[Opening Entries supplied section]

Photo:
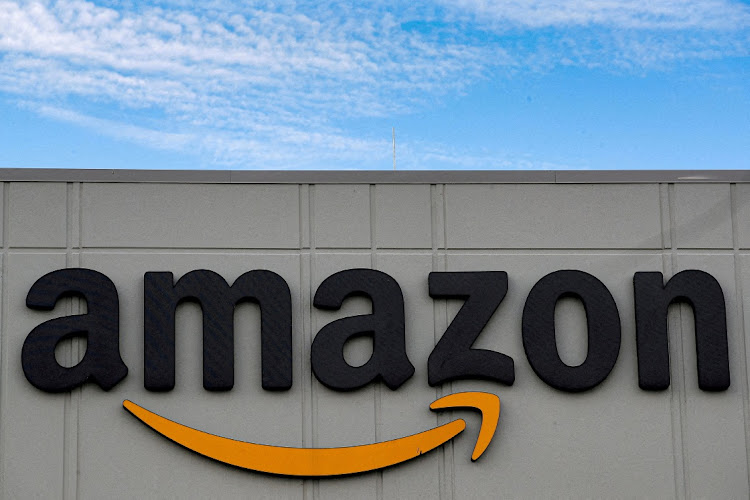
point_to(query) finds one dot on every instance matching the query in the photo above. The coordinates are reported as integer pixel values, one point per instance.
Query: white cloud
(621, 14)
(265, 84)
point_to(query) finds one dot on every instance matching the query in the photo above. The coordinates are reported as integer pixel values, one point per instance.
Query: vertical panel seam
(377, 395)
(3, 333)
(313, 327)
(740, 321)
(678, 387)
(306, 317)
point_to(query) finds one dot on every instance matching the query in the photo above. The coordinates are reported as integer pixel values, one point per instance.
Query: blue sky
(467, 84)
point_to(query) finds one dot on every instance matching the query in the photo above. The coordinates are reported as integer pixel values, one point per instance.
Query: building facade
(614, 439)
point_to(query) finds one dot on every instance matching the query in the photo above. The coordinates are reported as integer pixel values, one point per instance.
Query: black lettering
(652, 299)
(453, 358)
(386, 326)
(217, 300)
(538, 325)
(102, 362)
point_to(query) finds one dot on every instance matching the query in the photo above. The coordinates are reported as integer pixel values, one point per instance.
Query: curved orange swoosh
(317, 462)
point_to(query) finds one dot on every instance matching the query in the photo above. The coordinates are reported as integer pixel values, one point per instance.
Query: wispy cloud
(269, 84)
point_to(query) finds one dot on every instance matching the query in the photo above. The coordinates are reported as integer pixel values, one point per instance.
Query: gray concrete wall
(613, 441)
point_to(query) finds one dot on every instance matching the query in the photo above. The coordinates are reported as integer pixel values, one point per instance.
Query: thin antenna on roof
(393, 132)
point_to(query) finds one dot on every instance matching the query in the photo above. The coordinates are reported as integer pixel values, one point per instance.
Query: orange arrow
(319, 462)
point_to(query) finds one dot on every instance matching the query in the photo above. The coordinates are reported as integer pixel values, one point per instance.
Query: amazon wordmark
(453, 357)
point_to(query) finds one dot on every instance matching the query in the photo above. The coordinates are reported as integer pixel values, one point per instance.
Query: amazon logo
(453, 357)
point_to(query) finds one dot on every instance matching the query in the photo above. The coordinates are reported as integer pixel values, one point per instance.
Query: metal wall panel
(612, 441)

[Closing Entries supplied section]

■ Task item
Your answer must be an exact copy of the records, minus any pictures.

■ Written reply
Photo:
point_to(query) finds one dot on every instance matching the query in the photo above. The coordinates are reported as integer pixel values, one point per instance.
Query: white cloud
(621, 14)
(265, 84)
point_to(query) finds one dot on every instance matching the query in the photo above. The coordinates are reported as integer pixel values, one point per instance.
Query: vertical panel seam
(377, 395)
(3, 333)
(313, 327)
(740, 321)
(678, 387)
(306, 317)
point_to(query) finds one dot on every instance matching the query in the photo above. The coordinates are reported as integer pixel values, one point per instance.
Query: blue sky
(467, 84)
point_to(query) finds one dot on every instance matching the query in the photo above. The coordinates are reported as integer pixel values, one point per instance.
Query: building facade
(614, 439)
point_to(query) finds one dot on every instance matching the query in the photo above. The coordinates are reported as integer pixel values, one point per instance.
Query: black lettering
(652, 299)
(453, 358)
(386, 326)
(217, 300)
(538, 325)
(102, 362)
point_to(query) finds one dot on every instance matching the query in the photo above. The coordinates are reported as integer pixel values, one point per instance.
Query: curved orange swoosh
(317, 462)
point_to(query) finds one dot on every instance matching the query in the photo above. The coordinates are reported as integer pixel values, one point per instance.
Query: wispy cloud
(269, 84)
point_to(query) finds one dot on every instance matching the query in the photo above. The coordinates are reported as integer pixel values, one point per instance.
Query: gray concrete wall
(613, 441)
point_to(query) finds one dot on every instance matching the query in the photo above. The coordinates are reported as integer pixel values, one point per instance.
Query: thin antenna on roof
(393, 132)
point_to(query) finds one dot on every instance matching the query in the photo above. The coordinates are reported as integer pixel values, one point per instance.
Query: orange arrow
(319, 462)
point_to(query) finds one dot on every instance matching the query in the photo above. The coordinates are reported as integer pixel values, one point per instance.
Query: amazon wordmark
(453, 357)
point_to(query) finds one dot on every instance matching the query in the photo above. The coordinates are reported as integer pixel values, one point per instance.
Query: amazon logo
(453, 357)
point_to(query) finds one dot on every instance matching the query in the photo above. The coordinates are reported as integer pixel values, one point per instance.
Query: metal wall panel
(612, 441)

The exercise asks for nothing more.